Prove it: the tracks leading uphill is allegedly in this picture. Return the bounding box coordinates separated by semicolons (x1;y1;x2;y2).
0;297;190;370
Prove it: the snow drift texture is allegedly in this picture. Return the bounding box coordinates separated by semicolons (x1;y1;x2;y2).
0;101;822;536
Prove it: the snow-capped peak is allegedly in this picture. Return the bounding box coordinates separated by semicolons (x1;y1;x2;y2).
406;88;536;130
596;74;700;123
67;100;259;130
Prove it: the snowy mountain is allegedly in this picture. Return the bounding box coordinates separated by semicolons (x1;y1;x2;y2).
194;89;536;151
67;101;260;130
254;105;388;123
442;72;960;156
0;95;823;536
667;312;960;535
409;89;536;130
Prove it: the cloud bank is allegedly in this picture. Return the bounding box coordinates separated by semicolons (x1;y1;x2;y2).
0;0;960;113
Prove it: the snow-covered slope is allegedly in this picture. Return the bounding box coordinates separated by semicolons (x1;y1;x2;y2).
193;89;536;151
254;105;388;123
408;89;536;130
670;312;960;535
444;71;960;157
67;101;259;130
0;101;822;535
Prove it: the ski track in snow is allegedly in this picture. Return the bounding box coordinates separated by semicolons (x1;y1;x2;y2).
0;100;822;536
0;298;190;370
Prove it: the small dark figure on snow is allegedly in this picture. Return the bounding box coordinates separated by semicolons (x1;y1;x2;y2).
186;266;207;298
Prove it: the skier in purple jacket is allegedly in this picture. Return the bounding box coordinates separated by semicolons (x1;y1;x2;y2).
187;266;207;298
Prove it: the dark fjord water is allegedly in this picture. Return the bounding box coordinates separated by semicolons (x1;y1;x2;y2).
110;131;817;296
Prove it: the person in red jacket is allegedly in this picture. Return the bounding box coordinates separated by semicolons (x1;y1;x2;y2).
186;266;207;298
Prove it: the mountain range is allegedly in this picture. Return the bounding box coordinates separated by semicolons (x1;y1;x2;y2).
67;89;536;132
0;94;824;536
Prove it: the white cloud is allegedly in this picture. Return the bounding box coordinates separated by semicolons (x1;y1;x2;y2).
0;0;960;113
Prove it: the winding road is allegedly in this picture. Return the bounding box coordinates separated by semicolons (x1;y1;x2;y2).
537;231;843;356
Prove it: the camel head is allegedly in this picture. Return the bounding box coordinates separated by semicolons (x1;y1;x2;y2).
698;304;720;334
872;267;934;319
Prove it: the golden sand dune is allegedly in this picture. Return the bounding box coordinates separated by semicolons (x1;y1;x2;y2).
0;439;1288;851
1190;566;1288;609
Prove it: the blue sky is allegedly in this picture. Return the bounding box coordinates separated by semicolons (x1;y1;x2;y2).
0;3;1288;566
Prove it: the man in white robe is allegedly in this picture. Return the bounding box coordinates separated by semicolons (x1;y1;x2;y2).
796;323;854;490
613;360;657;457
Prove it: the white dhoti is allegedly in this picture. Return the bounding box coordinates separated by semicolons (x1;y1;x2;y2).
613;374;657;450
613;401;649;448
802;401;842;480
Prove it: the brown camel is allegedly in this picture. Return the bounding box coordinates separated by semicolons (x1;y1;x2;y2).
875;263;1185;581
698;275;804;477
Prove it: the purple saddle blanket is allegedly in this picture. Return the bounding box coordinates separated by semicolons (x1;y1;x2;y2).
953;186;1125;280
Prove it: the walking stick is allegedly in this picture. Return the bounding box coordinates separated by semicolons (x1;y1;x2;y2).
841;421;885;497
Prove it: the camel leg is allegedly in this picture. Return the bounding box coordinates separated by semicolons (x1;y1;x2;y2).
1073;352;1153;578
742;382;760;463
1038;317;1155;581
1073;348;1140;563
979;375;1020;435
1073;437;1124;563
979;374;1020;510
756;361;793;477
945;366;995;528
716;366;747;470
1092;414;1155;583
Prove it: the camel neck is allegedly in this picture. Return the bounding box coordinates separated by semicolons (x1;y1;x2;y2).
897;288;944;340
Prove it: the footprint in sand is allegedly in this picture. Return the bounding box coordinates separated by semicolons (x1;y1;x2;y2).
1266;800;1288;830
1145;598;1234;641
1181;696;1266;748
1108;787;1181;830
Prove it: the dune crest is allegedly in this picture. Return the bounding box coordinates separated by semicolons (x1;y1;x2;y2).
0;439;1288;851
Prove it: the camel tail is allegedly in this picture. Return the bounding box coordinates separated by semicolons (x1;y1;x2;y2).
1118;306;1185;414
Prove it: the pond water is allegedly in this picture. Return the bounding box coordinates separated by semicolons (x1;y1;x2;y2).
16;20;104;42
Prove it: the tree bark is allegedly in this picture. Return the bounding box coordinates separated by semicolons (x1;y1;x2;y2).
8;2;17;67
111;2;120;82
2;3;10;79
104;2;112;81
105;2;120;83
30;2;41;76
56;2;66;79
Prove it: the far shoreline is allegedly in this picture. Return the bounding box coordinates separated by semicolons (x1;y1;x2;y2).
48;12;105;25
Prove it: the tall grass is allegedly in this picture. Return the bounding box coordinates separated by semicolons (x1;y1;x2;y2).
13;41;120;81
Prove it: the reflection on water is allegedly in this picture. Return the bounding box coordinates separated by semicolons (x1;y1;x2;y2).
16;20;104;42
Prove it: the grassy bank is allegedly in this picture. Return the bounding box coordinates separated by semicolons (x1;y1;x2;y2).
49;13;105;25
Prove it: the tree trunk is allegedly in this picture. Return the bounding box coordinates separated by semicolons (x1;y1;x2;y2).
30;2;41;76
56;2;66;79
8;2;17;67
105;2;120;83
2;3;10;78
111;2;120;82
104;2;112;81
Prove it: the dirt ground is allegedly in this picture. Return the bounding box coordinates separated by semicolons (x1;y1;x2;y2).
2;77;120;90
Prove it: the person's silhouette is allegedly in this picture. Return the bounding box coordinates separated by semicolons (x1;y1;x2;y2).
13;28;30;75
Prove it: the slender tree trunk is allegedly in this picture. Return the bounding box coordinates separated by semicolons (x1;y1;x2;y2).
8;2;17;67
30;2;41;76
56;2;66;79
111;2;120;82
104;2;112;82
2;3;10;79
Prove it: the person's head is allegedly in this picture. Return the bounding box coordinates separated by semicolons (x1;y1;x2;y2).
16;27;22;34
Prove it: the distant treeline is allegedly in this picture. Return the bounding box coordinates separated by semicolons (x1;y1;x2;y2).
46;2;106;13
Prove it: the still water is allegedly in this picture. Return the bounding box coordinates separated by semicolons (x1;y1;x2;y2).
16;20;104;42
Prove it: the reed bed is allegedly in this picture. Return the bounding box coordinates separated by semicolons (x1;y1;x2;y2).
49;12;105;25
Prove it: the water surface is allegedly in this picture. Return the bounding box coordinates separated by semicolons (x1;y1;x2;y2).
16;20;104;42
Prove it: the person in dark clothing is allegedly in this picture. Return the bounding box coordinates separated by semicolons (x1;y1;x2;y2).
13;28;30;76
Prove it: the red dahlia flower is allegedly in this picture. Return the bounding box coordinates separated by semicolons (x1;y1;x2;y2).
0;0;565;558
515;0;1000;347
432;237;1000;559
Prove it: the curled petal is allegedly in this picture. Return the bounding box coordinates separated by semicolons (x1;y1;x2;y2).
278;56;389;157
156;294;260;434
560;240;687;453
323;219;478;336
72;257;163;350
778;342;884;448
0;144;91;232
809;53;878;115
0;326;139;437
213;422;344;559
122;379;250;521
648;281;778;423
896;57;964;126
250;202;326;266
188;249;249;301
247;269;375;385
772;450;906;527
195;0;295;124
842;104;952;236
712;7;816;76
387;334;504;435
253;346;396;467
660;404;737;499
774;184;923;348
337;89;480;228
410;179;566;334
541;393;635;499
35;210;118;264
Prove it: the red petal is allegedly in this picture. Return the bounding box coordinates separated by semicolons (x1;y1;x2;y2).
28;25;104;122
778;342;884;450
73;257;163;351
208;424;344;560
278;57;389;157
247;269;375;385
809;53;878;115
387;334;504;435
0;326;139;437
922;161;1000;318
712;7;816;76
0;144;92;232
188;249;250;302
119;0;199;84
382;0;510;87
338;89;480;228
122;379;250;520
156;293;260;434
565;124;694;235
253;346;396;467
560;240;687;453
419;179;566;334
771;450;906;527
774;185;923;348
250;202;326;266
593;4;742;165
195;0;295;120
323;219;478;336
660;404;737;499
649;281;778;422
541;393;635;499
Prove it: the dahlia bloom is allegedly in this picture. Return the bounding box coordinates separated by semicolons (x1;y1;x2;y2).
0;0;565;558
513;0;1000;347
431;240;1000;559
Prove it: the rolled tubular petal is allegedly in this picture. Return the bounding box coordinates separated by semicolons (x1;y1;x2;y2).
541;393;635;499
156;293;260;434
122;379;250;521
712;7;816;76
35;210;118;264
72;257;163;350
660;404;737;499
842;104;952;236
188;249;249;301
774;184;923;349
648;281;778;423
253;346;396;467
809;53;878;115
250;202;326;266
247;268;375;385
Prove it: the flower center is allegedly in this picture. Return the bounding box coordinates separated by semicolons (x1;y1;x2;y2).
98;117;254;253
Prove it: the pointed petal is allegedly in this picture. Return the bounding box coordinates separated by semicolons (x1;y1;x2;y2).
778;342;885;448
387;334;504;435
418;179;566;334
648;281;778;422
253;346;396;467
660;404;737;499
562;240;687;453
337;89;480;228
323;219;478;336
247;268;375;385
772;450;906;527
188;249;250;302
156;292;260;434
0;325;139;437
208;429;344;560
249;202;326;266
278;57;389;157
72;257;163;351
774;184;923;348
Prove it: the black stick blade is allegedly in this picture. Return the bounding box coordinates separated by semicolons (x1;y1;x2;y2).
▬▬▬
> Goal of the exercise: Transcribe exactly every line of the listing from the line containing "Prove it: the dune" down to the line containing "1118;306;1185;414", with both of those lines included.

> Completed task:
Prove it: the dune crest is allegedly in this picture. Return the bounding box coordinates separated by semicolons (x1;y1;x2;y2).
0;439;1288;851
Prove it: the camel tail is allegedly in this picture. Return the bounding box coordinates separated by semicolons (x1;y1;x2;y2).
1118;306;1185;414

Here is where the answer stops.